◆ **GIVEN INFORMATION**
● ● ●

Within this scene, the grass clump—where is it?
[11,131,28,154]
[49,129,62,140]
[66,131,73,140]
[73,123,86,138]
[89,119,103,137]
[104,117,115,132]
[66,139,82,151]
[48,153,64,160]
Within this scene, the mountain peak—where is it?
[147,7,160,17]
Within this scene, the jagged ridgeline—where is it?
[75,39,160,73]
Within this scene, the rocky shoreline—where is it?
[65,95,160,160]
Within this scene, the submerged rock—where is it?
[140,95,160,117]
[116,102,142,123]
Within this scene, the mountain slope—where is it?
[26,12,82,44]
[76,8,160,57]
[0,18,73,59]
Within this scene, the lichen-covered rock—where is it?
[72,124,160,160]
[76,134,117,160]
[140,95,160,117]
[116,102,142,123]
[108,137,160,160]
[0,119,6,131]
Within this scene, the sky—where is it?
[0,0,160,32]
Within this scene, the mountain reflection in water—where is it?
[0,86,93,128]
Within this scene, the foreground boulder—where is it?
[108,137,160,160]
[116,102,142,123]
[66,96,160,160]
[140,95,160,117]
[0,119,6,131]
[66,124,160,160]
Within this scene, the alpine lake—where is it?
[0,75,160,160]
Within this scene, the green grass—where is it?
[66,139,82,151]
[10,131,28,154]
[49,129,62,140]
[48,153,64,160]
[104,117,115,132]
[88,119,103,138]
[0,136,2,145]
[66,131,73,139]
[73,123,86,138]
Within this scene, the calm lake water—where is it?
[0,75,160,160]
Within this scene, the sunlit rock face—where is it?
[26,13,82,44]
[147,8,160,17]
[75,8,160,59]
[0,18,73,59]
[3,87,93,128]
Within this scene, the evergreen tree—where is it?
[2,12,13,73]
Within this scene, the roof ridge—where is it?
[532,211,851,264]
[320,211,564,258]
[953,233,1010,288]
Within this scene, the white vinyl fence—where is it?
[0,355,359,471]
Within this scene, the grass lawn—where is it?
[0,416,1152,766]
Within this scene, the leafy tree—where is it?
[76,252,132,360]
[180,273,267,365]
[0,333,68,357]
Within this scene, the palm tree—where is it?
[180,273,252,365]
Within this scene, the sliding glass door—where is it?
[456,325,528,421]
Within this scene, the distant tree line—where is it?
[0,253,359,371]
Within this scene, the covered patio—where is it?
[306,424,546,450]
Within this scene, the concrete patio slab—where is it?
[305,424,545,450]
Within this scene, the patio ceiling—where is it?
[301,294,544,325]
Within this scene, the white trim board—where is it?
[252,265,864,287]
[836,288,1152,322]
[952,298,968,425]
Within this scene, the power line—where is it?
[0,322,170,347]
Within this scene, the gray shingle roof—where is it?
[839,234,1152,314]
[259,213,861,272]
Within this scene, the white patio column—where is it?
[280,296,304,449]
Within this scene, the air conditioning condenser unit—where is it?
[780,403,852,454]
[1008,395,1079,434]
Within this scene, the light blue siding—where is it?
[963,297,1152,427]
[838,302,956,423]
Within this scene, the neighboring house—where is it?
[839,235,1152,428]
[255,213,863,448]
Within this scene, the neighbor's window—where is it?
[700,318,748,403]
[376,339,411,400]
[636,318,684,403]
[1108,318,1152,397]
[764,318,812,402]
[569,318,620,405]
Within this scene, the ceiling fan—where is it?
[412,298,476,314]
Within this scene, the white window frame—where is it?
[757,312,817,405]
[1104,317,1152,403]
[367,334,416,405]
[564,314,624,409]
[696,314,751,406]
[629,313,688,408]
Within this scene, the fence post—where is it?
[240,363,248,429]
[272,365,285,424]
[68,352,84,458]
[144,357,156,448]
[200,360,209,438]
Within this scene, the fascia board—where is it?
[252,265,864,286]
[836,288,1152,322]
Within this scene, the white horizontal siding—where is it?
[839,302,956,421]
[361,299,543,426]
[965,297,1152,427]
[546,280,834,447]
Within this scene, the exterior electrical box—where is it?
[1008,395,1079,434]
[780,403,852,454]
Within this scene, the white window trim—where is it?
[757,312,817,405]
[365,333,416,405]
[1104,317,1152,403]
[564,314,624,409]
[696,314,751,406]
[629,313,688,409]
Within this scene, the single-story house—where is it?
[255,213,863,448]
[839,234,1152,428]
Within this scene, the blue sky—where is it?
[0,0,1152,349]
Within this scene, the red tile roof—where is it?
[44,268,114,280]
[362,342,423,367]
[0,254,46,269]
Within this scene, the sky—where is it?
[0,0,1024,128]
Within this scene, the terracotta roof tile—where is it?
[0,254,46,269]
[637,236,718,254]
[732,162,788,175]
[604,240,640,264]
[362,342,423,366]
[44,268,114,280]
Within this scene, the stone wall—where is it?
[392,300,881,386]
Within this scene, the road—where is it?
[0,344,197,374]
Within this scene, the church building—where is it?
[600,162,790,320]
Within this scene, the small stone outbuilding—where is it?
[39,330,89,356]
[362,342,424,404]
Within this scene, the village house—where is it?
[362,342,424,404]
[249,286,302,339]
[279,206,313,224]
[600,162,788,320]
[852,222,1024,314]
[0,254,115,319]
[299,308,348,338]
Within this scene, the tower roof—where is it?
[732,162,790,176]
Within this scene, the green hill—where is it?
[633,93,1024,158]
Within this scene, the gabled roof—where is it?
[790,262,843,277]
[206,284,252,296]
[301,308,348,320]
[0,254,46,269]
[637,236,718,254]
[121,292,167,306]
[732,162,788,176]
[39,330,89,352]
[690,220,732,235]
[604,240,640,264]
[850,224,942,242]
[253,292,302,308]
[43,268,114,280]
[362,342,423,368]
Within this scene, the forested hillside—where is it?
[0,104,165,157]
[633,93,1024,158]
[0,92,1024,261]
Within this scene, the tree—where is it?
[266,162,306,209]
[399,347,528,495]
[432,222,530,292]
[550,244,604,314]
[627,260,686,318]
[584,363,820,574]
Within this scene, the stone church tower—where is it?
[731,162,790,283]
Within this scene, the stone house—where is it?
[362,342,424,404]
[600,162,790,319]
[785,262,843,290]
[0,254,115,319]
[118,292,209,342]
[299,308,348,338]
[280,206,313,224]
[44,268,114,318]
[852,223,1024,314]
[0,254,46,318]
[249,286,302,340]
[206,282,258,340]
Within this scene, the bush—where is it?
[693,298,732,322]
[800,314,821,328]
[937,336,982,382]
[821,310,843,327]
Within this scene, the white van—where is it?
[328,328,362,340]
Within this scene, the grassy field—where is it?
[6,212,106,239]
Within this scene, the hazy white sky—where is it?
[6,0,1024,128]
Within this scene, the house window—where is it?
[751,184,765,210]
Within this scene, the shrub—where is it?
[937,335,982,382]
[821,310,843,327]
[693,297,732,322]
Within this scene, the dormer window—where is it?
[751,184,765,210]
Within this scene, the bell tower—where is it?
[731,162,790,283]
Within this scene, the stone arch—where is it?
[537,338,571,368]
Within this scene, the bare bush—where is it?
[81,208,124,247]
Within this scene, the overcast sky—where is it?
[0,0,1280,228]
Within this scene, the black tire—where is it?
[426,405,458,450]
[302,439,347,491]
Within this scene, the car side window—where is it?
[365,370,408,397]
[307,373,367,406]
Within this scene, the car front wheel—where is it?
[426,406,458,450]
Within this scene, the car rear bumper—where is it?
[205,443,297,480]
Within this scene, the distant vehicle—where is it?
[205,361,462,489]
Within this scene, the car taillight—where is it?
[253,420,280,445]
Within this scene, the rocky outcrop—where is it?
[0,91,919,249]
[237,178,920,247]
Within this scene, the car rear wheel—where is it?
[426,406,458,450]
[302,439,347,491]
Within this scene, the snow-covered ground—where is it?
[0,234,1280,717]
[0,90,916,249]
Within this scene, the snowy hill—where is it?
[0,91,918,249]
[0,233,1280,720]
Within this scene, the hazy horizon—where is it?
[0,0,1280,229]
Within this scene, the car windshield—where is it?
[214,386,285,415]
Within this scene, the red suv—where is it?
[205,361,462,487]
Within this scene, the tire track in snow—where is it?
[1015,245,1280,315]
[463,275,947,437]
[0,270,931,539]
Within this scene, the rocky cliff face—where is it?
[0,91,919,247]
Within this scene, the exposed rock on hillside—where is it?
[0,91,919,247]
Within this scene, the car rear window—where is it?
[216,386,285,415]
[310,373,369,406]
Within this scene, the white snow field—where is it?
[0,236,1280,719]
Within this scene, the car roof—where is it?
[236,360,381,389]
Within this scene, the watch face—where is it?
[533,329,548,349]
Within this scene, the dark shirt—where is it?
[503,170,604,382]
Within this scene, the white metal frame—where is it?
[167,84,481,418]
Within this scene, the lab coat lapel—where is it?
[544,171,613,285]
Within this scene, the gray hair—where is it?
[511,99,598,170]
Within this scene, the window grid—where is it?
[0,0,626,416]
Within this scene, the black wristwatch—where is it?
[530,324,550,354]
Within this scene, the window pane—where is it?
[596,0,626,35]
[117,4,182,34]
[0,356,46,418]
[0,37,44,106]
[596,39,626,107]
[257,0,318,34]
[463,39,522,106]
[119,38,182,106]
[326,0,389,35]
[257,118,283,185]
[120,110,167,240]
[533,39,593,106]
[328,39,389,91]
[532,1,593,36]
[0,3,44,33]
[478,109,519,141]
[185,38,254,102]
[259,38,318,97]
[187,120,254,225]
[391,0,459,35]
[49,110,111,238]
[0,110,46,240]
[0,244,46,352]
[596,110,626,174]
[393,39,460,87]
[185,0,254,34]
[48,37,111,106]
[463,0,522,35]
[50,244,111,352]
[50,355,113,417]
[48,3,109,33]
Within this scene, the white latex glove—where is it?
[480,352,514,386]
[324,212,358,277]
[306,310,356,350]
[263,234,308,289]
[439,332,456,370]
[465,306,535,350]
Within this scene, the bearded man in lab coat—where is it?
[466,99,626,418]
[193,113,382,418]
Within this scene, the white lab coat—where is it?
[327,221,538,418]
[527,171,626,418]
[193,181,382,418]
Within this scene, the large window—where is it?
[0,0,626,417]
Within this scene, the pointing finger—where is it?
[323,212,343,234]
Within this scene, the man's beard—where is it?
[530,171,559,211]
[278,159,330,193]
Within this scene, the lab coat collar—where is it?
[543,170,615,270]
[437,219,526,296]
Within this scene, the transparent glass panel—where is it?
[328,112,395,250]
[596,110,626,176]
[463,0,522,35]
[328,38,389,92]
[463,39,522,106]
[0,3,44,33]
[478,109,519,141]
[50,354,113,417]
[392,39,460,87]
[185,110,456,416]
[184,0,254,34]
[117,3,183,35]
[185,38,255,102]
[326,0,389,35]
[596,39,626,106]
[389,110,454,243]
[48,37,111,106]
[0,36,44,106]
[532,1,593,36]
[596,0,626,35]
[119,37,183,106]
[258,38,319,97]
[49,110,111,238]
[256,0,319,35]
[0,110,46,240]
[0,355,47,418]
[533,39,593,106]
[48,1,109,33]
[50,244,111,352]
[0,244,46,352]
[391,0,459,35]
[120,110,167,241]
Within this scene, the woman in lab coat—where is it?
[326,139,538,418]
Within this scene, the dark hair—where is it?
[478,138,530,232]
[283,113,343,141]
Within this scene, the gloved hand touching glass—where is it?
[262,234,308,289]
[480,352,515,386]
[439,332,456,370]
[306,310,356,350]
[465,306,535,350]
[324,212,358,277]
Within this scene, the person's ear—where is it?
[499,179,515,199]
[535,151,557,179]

● ● ●

Reproduce, without changes, the part of the material that opens with the line containing "Within this scene, the hazy white" and closes with the line containing "[81,208,124,247]", including both of those lines.

◆ **SOLUTION TO THIS EXERCISE**
Within this scene, the hazy white sky—where is it?
[6,0,1024,128]
Within this scene, the house window—where is it?
[751,184,765,210]
Within this scene, the shrub—where is it?
[937,335,982,382]
[821,310,843,327]
[693,297,732,322]
Within this scene, the dormer window—where is it?
[751,184,765,210]
Within this scene, the bell tower—where is it?
[731,162,790,283]
Within this scene, the stone arch—where is it?
[537,338,571,368]
Within this scene, the bare bush—where is it?
[81,208,124,247]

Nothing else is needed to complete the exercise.